Rows of box annotation data
-- START --
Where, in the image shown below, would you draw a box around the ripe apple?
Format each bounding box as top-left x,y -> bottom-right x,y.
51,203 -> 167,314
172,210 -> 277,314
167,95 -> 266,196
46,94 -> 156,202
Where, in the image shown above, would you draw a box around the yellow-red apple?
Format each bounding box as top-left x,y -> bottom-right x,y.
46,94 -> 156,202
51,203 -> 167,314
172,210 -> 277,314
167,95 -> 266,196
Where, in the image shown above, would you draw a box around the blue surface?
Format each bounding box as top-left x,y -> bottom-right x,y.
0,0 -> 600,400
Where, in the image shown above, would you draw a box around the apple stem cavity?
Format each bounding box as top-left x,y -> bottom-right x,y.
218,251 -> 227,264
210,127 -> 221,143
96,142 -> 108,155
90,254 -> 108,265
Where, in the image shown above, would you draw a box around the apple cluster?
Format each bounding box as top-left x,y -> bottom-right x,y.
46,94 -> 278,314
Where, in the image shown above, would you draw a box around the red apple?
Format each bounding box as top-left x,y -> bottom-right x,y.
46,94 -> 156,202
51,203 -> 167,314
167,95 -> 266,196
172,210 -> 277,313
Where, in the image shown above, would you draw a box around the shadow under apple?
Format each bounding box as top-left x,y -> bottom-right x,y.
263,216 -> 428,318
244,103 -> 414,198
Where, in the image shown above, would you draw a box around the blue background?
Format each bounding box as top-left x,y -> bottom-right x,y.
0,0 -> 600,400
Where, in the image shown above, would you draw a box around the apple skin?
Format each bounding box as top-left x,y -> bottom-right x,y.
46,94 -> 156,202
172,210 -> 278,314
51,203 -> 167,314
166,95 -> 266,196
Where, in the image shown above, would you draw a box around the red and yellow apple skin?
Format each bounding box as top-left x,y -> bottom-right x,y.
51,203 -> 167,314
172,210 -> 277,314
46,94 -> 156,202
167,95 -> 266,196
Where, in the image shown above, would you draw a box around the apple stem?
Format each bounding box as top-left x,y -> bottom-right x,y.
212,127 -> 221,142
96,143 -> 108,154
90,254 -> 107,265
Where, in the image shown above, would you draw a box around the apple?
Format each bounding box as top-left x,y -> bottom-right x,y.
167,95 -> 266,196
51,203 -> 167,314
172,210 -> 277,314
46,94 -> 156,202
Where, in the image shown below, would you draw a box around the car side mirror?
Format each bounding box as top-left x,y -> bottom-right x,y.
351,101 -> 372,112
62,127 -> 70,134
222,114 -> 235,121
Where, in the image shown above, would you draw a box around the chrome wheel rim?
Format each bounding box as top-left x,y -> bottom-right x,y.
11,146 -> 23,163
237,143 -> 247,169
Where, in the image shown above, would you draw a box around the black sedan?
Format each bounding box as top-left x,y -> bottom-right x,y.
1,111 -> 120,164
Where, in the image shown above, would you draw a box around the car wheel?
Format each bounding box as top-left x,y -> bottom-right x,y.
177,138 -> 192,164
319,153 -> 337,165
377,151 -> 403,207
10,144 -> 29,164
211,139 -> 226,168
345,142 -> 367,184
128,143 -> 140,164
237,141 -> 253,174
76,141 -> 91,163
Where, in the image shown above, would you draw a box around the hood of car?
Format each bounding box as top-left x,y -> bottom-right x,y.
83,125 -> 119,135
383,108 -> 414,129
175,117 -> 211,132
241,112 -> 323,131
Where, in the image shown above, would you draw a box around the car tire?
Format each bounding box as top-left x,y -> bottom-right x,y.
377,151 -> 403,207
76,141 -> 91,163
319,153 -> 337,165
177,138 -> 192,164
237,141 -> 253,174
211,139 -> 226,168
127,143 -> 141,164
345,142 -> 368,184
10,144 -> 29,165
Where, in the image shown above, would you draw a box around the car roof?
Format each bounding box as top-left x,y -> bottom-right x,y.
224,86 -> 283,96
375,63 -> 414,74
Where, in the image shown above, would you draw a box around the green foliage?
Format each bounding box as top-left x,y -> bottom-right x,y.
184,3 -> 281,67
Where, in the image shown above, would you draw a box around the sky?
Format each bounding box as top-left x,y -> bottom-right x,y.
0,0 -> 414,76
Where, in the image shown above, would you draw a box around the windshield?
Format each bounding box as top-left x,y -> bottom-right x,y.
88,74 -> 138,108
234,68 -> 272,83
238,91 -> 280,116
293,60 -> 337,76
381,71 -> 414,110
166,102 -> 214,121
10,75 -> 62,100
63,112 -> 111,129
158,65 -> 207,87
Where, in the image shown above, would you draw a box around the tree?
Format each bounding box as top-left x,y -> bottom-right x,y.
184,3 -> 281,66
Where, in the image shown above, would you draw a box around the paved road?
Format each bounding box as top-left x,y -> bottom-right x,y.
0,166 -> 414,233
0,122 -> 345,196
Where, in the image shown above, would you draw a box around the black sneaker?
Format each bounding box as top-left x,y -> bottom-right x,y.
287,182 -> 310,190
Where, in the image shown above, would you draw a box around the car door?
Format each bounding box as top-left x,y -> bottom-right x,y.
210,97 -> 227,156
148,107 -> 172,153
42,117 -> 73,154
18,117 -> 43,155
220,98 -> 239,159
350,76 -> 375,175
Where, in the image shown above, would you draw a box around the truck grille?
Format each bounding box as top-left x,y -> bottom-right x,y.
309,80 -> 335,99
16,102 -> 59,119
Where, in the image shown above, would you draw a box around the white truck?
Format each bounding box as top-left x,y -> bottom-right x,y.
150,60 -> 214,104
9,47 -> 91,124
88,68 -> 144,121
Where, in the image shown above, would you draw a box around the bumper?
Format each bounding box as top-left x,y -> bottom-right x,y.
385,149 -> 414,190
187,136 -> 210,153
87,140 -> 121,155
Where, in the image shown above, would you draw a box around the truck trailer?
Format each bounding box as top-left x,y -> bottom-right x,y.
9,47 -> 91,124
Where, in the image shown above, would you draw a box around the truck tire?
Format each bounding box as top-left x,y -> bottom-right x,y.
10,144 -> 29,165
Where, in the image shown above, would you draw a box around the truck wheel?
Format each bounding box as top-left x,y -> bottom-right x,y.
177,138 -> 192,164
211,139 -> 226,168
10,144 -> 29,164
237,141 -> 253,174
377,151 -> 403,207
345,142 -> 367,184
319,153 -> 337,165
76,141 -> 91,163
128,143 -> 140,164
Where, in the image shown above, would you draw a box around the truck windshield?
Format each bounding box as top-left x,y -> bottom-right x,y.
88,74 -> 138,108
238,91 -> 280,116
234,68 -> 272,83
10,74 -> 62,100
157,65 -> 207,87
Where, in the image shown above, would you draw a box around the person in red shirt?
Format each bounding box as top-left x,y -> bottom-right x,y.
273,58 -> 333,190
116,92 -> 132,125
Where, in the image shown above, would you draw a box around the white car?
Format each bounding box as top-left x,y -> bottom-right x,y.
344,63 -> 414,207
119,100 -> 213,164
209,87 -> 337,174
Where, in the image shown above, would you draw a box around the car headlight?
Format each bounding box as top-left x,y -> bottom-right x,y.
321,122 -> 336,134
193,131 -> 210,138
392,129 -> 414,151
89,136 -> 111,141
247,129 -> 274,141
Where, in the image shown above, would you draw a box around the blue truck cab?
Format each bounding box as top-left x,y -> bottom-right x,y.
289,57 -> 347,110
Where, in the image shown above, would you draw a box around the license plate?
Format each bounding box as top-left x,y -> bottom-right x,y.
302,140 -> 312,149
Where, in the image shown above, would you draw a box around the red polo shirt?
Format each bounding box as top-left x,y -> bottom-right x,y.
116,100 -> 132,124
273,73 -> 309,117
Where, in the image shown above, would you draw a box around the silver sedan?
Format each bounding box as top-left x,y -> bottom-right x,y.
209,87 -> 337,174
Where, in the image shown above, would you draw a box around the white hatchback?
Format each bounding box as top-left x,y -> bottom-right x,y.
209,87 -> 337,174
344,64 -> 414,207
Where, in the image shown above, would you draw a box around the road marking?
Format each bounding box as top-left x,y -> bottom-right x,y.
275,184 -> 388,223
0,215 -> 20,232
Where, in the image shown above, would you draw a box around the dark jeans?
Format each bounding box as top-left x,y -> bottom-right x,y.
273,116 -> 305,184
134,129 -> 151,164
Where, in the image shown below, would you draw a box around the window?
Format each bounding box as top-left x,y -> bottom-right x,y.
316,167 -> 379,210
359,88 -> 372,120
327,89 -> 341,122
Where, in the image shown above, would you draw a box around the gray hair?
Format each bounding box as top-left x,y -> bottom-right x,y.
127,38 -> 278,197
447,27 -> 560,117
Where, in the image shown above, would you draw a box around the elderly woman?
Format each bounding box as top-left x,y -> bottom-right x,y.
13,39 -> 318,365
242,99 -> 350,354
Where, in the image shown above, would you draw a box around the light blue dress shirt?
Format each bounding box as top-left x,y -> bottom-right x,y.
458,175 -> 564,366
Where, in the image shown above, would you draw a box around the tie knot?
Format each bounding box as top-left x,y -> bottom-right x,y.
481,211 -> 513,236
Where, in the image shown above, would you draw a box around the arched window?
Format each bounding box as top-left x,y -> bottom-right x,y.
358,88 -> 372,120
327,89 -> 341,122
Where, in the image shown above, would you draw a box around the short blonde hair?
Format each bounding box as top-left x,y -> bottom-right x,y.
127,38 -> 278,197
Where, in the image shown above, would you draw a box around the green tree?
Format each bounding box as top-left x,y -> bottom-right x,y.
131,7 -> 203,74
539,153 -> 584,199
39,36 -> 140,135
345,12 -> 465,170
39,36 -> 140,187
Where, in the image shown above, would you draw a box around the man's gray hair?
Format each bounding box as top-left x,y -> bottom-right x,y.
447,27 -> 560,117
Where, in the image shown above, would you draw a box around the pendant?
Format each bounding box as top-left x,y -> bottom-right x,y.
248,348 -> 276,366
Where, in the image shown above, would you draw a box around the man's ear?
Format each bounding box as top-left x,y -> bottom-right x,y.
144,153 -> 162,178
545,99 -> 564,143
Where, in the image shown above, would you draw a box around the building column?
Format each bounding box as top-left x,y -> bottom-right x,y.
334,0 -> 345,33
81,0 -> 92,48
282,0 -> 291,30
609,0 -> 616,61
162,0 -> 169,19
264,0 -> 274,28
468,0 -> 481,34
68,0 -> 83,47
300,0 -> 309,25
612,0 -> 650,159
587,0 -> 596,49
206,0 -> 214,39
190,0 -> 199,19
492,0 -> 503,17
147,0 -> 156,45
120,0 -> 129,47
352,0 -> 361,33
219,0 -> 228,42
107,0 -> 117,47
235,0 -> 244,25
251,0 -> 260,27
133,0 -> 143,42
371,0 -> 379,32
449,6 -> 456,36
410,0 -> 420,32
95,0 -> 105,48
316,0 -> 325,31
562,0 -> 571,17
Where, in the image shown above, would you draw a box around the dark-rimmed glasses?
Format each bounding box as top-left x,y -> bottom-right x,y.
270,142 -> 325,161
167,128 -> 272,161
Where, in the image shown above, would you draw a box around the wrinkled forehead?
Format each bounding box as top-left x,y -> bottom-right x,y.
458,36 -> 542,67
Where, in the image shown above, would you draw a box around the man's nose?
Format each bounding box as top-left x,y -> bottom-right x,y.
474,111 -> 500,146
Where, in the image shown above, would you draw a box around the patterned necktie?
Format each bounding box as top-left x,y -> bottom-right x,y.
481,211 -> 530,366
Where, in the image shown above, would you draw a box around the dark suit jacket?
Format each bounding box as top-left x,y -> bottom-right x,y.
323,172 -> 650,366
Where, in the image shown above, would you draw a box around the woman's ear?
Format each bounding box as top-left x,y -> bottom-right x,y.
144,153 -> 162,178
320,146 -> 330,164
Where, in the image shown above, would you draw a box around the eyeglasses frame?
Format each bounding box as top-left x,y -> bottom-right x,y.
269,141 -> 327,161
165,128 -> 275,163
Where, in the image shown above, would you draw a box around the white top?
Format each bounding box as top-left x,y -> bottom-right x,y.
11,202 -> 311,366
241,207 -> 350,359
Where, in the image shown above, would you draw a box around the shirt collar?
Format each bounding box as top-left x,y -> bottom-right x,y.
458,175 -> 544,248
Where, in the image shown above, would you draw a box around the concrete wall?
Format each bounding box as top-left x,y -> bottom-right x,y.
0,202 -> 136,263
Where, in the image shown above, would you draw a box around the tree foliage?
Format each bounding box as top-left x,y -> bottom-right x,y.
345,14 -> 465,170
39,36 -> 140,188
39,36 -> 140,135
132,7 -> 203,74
-- END --
**Work required:**
Set down only these lines, exactly: the line containing "the patterned necktie?" and each line after it, through the end of the listing.

**Task solution:**
Where, in the image shown above, would you draw a box around the patterned necktie?
Format each bounding box as top-left x,y -> bottom-right x,y.
481,211 -> 530,366
Where, in the image shown above, would you draw a box around the dark suit jacket?
Format each bounding box as top-left x,y -> bottom-right x,y.
323,172 -> 650,366
Where, in the image shown above, would you draw a box around the woman's ear?
Format each bounding box as top-left x,y -> bottom-right x,y.
144,153 -> 162,178
320,146 -> 330,164
Where, in the image shown above, would you draw a box around the eyeglasses frame?
Format each bounding box as top-left x,y -> bottom-right x,y.
269,141 -> 327,161
165,128 -> 275,163
Where, in the image shown above, would you draw a box around the white top?
Format each bounding box as top-left x,y -> bottom-right x,y.
11,202 -> 311,366
241,207 -> 350,359
Where, in the image shown above, would you draw a box around the shirt collar?
Format each bounding box as top-left x,y -> bottom-right x,y.
458,175 -> 544,248
Where, in the image shown above, would you draw a box around the concrete wall?
Format each bounding box as top-left x,y -> bottom-right x,y.
0,202 -> 136,263
Where, in the image shown above, would you draw a box around the tree foliage?
Format each bounding box as top-left x,y -> bottom-right x,y.
345,14 -> 465,170
39,36 -> 140,188
39,36 -> 140,135
132,7 -> 203,74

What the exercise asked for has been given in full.